TASK TO COMPLETE — Copy the data below word for word, starting at the line that contains "Where can you see the street in" and continuing through the final line of the data, with both ends included.

· · ·

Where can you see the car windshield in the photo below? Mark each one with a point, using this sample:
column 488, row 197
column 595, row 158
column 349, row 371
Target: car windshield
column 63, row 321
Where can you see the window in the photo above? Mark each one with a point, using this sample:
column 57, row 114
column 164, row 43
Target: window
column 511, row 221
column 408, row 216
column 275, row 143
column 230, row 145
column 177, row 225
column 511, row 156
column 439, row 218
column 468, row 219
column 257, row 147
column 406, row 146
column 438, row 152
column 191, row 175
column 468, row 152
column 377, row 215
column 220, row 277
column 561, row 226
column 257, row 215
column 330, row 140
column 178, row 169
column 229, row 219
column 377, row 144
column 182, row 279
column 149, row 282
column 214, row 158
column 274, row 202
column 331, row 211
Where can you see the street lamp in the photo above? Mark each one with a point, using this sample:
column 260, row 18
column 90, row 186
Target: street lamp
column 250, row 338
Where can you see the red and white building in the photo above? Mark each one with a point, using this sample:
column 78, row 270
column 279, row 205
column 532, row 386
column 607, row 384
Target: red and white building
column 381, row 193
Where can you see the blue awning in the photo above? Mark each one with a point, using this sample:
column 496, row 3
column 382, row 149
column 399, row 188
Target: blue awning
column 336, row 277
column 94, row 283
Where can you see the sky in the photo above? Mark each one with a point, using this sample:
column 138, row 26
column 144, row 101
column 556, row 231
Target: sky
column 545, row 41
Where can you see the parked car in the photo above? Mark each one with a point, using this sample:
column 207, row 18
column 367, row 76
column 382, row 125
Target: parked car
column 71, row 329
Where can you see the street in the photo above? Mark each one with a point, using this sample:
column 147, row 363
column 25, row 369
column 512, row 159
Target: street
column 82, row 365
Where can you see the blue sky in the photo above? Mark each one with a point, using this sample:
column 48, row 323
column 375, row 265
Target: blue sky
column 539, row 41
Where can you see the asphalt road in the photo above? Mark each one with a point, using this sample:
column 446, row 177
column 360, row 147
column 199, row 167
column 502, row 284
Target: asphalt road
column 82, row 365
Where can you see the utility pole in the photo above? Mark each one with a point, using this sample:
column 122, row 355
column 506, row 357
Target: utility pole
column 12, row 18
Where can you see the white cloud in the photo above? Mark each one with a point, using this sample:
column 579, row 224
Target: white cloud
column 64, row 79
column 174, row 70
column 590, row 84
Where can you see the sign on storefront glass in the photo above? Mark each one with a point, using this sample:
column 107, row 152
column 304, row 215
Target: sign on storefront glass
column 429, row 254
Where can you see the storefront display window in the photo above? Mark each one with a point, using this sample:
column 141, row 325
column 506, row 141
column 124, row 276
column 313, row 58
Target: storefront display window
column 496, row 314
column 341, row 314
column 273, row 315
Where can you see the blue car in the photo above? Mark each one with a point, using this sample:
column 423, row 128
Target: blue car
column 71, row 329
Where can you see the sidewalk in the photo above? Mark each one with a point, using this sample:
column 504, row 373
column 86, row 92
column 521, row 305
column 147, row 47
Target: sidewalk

· · ·

FINAL RESULT —
Where can you see the street in the photo above? Mark each one with a point, using this sample:
column 147, row 363
column 25, row 369
column 512, row 159
Target: street
column 82, row 365
Where can you see the blue sky in the photo above? Mark each one with a point, using this sample:
column 48, row 323
column 375, row 265
Target: blue sky
column 539, row 41
Where can you see the asphalt road in the photo above? Mark each one with a point, using this sample:
column 446, row 177
column 360, row 147
column 199, row 167
column 502, row 284
Target: asphalt road
column 82, row 365
Where can you see the utility pole in the photo above? Mark each one with a point, using this sample:
column 122, row 355
column 506, row 357
Target: utility pole
column 12, row 18
Where can you see the white cloud in the photo above? Mark each one with a point, using this sample:
column 579, row 224
Target: white cloud
column 64, row 79
column 174, row 70
column 590, row 84
Where can you see the sign on storefront glass in the photo above? Mark each one with a point, using this sample:
column 107, row 152
column 304, row 215
Target: sign on storefront glass
column 429, row 254
Where can you see the storefront display window in the photo above? Mark each one with a point, using this sample:
column 141, row 325
column 506, row 141
column 124, row 276
column 313, row 58
Target: storefront display window
column 496, row 314
column 341, row 314
column 273, row 315
Where can you see the blue car in the photo above? Mark each one with a point, using this sample:
column 423, row 128
Target: blue car
column 71, row 329
Where can you see the sidewalk in the photo above? Mark each one with a point, using this sample:
column 504, row 373
column 86, row 92
column 521, row 305
column 147, row 47
Target: sidewalk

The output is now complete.